Excerpts from a location annotation dataset
··········
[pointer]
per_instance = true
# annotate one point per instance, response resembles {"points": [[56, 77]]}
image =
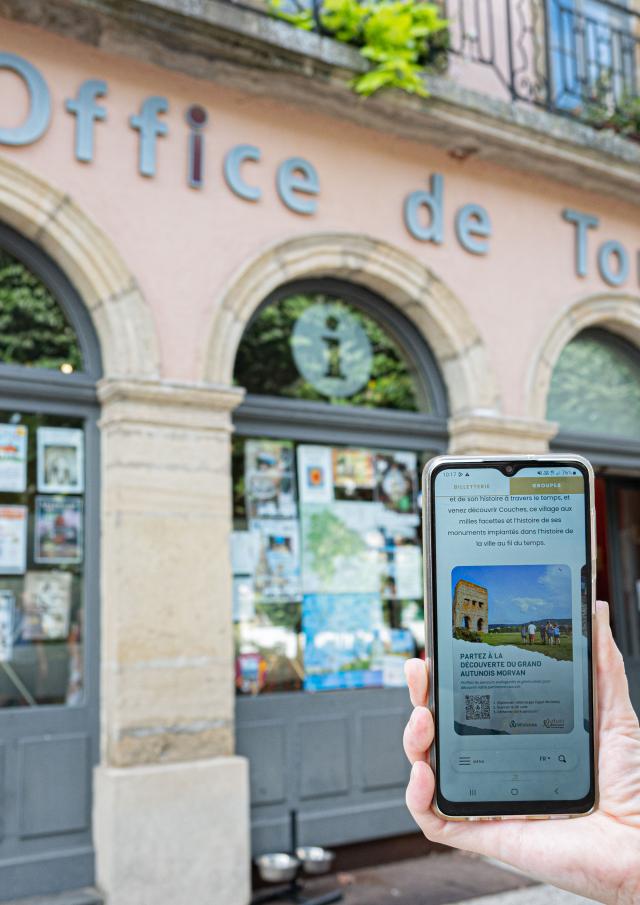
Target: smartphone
{"points": [[509, 596]]}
··········
Task requirements:
Copy out the lines above word for word, omitting the picture.

Result:
[pointer]
per_instance = true
# annotate one point per instance, response resembles {"points": [[56, 77]]}
image =
Target: smartphone
{"points": [[509, 596]]}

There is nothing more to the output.